------ Supplied passage ------

Walmart's New Clinics Are a Free Market Experiment in Health Care Reform
No one will ever head to Walmart for a kidney transplant, but retail companies and profit-based clinics certainly can offer high-quality, lower-level services—and impose market discipline in a sector that sorely needs it.
When I needed new glasses, I went to an optometrist for an exam, picked out some dorky black frames, paid my portion and my insurance picked up the rest. Then, by chance, I walked into one of those ubiquitous Walmart optometry centers and realized I could have had the exam and the glasses for little more than the price of the copay. That speaks volumes about our current health system.
When a third party—insurance or government, for instance—pays for something, the prices escalate. What's the first thing an auto body shop asks when you take in your car to repair the fender? "Is this an insurance job?" If it is, the price will be higher than if you're paying for it yourself. I never asked the price of my appendix surgery last year, nor did I care. Blue Cross paid the tab.
It's far worse when government is the default payer, given there are no serious controls on costs. There only are two ways to divvy up resources: pricing or rationing. As economist Thomas Sowell explains, "What everyone wants adds up to more than there is. Market economies deal with this problem by confronting individuals with the costs of producing what they want, and letting those individuals make their own trade-offs."

------ Data section ------

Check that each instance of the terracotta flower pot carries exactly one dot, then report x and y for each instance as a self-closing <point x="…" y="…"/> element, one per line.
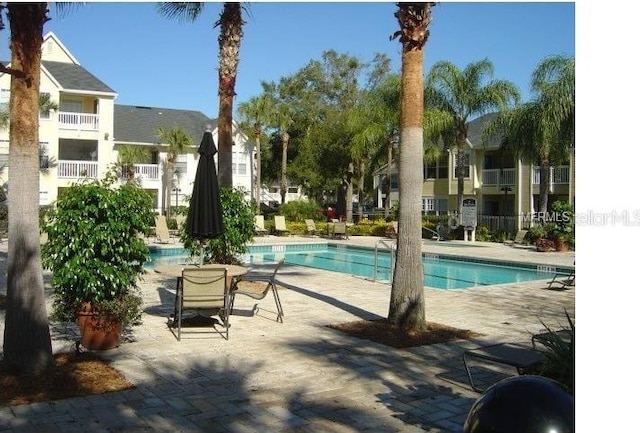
<point x="98" y="332"/>
<point x="561" y="245"/>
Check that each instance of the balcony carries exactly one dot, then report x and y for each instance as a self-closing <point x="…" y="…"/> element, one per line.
<point x="497" y="177"/>
<point x="146" y="171"/>
<point x="78" y="121"/>
<point x="77" y="169"/>
<point x="559" y="175"/>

------

▶ _Questions to answer_:
a – List every company and person that the Walmart clinics article names with a proper name, giving each only once.
b – Retype the passage of the Walmart clinics article starting at "Walmart's New Clinics" and ending at "sorely needs it.".

▶ _Responses in order_:
a – Walmart, Blue Cross, Thomas Sowell

b –
Walmart's New Clinics Are a Free Market Experiment in Health Care Reform
No one will ever head to Walmart for a kidney transplant, but retail companies and profit-based clinics certainly can offer high-quality, lower-level services—and impose market discipline in a sector that sorely needs it.